_Te lezen fragment:_
U wilt net als de regering vooral leningen verstrekken. Nederland komt met dat standpunt steeds meer alleen te staan, nu ook Duitsland deze eis heeft losgelaten.

“Dit vinden wij een goede manier om deze crisis op te lossen. Ik vind dat we daar wel wat over te zeggen hebben. De Kamer heeft premier Rutte richtlijnen meegegeven voor de onderhandelingen. We wachten rustig waar hij mee terugkomt.”

Hoe zou u zich opstellen als CDA-leider? U staat in Europa niet per se bekend als heel diplomatiek.

“Dat zeg je nu, dat ik niet diplomatiek ben in Europa. Als jij dat beeld zo neerzet, dan klopt het uiteindelijk. Ik lig er niet wakker van. Vorig jaar heb ik de commissie financiën van het Italiaans parlement toegesproken, in het Italiaans (Omtzigt woonde zeven jaar in Italië, red.). Ze begrepen onze positie verrekte goed. Omdat ik de culturele gevoeligheden goed begrijp, kan ik die boodschap heel goed brengen. En soms moet je ook goed luisteren. In mijn inleiding had ik het over brievenbusmaatschappijen in Nederland. Dat is een terecht kritiekpunt van Italië. Als je met elkaar spreekt is er geen sprake van eenrichtingsverkeer.”

Aanwijsrecords:
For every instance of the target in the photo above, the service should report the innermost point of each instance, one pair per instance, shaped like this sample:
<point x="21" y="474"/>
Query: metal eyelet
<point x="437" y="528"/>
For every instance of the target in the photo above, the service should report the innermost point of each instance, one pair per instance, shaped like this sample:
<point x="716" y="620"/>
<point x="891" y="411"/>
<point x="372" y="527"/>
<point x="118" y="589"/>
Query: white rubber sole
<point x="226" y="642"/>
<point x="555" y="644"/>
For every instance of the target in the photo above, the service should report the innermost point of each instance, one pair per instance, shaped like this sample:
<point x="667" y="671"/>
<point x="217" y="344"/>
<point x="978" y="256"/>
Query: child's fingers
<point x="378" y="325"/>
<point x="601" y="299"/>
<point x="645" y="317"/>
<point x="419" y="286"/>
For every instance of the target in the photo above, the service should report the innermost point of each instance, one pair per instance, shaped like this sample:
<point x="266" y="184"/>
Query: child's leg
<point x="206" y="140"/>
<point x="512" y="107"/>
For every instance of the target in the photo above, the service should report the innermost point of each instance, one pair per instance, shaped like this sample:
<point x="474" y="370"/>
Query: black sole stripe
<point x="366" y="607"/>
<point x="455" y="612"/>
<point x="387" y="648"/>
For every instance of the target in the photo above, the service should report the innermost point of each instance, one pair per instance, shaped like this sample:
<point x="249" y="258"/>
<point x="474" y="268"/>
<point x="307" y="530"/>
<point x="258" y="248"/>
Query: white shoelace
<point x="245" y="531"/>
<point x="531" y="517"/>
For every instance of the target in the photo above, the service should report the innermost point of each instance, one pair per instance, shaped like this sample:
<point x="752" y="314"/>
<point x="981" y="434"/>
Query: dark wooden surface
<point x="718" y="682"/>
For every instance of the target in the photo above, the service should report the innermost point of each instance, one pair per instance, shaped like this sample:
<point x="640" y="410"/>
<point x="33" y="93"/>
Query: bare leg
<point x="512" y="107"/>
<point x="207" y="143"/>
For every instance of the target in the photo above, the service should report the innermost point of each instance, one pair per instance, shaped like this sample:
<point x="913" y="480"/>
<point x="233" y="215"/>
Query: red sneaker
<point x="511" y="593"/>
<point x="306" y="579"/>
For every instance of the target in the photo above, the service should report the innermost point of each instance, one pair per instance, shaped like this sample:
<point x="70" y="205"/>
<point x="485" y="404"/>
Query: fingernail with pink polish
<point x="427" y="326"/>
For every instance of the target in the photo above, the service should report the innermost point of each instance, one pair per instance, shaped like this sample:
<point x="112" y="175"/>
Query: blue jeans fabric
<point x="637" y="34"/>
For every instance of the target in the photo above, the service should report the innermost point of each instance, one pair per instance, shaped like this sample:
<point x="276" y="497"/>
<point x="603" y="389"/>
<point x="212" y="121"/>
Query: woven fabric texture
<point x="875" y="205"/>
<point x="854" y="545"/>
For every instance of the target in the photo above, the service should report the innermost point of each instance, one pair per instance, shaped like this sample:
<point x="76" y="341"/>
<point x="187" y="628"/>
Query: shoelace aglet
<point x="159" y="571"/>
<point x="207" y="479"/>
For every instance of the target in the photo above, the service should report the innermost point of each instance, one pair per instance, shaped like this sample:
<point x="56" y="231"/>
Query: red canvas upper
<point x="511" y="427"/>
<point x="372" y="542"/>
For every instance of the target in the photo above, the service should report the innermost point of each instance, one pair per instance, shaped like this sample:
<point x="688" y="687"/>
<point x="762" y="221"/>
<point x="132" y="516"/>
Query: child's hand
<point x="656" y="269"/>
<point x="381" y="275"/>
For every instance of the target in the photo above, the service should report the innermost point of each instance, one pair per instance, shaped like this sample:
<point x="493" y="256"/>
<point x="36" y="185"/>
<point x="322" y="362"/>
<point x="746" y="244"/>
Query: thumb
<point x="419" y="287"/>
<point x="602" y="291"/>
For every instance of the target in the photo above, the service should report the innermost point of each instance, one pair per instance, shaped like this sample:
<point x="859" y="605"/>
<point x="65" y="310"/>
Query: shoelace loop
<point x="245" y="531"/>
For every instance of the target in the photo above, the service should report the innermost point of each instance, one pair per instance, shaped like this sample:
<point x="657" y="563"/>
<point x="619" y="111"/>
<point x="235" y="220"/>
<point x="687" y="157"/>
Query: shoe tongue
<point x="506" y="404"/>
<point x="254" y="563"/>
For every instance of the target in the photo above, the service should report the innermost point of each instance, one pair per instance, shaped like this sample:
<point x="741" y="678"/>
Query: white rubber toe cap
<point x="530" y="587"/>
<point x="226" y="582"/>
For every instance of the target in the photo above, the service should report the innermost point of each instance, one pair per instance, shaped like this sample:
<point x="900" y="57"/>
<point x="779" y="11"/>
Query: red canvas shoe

_Jouw opdracht:_
Schrijf uit het interviewfragment letterlijk het stuk over dat begint bij "U wilt net als" en eindigt bij "als heel diplomatiek.".

_Uitkomst oefening:_
U wilt net als de regering vooral leningen verstrekken. Nederland komt met dat standpunt steeds meer alleen te staan, nu ook Duitsland deze eis heeft losgelaten.

“Dit vinden wij een goede manier om deze crisis op te lossen. Ik vind dat we daar wel wat over te zeggen hebben. De Kamer heeft premier Rutte richtlijnen meegegeven voor de onderhandelingen. We wachten rustig waar hij mee terugkomt.”

Hoe zou u zich opstellen als CDA-leider? U staat in Europa niet per se bekend als heel diplomatiek.